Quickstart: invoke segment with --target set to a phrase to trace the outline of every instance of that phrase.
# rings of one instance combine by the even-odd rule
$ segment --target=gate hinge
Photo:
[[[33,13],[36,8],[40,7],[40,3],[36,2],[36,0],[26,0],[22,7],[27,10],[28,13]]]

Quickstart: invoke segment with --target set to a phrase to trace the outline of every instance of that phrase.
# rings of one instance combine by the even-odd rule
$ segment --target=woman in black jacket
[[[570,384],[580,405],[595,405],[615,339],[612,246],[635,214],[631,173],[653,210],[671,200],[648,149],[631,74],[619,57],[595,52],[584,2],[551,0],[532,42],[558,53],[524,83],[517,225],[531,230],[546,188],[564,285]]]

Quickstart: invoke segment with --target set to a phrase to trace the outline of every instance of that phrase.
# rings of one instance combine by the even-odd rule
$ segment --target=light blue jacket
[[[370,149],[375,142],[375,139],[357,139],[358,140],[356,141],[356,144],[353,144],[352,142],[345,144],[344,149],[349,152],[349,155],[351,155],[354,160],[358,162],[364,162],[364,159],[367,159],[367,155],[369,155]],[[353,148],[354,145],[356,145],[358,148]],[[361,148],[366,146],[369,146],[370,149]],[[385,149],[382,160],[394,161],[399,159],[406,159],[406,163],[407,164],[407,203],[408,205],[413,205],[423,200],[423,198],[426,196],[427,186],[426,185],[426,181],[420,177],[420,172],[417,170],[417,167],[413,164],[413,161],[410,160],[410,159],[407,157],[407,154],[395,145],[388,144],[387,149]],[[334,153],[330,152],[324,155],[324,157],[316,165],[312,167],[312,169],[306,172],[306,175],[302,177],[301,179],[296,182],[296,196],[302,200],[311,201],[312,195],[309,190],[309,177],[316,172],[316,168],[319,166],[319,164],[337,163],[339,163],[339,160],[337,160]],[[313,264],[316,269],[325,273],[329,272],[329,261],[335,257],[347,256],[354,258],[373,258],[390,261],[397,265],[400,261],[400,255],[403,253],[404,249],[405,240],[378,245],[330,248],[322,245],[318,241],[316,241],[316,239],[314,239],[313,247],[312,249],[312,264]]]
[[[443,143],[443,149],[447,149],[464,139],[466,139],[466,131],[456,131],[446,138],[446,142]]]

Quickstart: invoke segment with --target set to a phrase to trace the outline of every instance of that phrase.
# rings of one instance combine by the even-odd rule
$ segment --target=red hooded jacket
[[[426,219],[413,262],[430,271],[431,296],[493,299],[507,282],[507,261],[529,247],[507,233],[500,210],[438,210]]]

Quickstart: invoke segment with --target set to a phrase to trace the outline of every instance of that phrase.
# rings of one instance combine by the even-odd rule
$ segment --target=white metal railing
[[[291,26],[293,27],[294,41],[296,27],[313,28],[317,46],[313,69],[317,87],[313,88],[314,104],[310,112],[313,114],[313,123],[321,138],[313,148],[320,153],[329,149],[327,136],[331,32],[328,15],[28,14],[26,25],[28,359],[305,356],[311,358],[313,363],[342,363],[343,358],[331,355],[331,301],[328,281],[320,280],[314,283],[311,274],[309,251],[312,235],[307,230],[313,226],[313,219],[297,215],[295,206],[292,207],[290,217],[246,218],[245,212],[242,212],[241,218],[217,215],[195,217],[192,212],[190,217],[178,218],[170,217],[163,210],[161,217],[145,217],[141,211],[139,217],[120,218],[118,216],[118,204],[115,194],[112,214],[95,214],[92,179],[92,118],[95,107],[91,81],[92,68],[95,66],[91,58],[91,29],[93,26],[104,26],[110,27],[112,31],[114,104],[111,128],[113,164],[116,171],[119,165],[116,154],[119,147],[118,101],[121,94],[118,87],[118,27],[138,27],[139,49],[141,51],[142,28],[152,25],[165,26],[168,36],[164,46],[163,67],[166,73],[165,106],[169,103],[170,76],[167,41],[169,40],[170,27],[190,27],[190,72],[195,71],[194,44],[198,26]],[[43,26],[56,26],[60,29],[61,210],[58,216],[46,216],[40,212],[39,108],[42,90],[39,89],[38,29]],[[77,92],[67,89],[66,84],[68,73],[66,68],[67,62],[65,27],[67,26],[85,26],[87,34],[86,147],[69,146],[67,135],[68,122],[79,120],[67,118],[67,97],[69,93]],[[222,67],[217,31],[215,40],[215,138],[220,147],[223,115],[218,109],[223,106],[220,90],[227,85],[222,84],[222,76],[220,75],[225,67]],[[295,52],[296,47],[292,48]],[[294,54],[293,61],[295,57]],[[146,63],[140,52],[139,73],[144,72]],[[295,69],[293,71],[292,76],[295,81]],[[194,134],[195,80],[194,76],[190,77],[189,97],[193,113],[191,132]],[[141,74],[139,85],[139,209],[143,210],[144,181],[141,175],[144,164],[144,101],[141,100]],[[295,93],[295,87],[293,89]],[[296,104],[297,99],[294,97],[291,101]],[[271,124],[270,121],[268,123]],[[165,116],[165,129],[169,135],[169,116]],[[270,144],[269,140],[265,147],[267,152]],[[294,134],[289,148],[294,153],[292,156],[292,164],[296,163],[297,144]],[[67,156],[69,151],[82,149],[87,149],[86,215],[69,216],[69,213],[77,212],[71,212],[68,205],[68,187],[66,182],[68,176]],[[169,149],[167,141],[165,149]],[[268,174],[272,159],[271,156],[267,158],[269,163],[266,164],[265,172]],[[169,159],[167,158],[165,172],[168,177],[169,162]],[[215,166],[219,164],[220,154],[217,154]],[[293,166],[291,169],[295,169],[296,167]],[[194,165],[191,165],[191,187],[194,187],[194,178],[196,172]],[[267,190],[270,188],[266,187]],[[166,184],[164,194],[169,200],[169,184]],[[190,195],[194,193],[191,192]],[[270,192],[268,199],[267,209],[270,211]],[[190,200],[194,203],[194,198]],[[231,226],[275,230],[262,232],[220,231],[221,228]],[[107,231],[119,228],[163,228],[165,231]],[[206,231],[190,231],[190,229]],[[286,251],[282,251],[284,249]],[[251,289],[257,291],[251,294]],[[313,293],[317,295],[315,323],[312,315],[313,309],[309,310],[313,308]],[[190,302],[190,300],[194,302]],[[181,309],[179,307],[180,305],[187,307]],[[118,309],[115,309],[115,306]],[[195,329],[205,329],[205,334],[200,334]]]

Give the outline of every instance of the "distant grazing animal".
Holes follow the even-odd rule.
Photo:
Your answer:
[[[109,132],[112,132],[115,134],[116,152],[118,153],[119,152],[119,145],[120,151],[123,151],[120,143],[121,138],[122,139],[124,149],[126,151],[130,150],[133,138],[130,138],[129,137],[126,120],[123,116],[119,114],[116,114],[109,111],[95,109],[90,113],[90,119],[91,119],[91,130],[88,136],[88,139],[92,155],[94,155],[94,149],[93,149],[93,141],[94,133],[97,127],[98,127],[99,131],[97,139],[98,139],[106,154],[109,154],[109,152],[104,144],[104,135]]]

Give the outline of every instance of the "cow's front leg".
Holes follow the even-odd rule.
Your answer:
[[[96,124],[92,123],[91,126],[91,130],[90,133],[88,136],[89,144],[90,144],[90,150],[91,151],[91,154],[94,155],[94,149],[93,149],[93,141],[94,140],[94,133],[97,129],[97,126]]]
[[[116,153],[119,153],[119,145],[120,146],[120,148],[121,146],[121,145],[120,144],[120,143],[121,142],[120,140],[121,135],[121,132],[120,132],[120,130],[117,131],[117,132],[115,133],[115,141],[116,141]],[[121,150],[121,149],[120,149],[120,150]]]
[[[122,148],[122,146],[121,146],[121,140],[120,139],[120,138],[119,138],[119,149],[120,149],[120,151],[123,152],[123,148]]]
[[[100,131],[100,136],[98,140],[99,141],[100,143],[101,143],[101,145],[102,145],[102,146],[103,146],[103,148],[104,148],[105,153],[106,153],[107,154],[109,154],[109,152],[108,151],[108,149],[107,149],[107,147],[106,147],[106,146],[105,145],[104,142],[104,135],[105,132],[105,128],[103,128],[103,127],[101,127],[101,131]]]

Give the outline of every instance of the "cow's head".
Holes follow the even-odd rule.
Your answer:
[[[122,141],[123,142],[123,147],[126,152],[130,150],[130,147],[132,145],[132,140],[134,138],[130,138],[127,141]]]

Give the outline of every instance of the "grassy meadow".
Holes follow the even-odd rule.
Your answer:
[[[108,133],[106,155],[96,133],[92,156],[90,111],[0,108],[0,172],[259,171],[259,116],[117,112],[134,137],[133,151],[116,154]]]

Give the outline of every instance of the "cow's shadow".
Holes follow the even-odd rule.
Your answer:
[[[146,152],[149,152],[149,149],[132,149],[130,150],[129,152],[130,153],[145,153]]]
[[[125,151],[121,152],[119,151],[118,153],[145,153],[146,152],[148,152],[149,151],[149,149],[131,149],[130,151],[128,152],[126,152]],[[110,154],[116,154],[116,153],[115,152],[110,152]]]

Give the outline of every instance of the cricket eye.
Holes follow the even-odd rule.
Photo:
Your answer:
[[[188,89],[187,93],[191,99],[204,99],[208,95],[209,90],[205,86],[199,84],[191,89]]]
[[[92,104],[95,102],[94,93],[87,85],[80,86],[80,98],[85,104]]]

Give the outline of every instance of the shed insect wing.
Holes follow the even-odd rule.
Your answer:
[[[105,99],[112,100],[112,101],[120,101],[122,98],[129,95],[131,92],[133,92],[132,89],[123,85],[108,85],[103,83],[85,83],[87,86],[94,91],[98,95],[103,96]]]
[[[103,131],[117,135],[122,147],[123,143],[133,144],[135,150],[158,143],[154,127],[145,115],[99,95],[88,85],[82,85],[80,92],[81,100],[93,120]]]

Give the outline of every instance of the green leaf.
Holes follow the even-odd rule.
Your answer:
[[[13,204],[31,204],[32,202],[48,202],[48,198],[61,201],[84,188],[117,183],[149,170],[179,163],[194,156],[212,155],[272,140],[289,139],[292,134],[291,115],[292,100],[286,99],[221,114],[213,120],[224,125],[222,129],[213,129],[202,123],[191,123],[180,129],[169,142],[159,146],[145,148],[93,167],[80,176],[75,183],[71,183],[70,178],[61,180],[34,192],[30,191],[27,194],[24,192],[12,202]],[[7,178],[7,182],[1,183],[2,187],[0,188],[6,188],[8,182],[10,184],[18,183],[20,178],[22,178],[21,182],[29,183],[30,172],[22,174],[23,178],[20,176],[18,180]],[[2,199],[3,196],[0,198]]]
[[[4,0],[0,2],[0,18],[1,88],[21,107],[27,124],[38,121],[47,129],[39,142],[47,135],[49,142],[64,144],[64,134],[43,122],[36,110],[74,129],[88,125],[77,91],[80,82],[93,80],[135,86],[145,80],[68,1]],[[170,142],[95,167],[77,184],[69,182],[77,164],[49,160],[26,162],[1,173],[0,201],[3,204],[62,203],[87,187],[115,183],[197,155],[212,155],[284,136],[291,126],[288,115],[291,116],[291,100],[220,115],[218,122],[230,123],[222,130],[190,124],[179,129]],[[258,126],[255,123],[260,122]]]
-=-=-=-=-
### Task details
Print the records verbatim, starting at the line containing "Give the outline of every instance of the cricket" and ending at the line containing "[[[92,104],[95,102],[94,93],[87,85],[80,86],[80,98],[85,104]]]", with both of those lines included.

### Solution below
Give the outline of every instance of the cricket eye.
Holes follow the even-odd rule.
Photo:
Your answer:
[[[188,89],[187,93],[191,99],[204,99],[208,95],[209,90],[205,86],[199,84],[191,89]]]
[[[92,104],[95,102],[94,93],[87,85],[80,86],[80,98],[85,104]]]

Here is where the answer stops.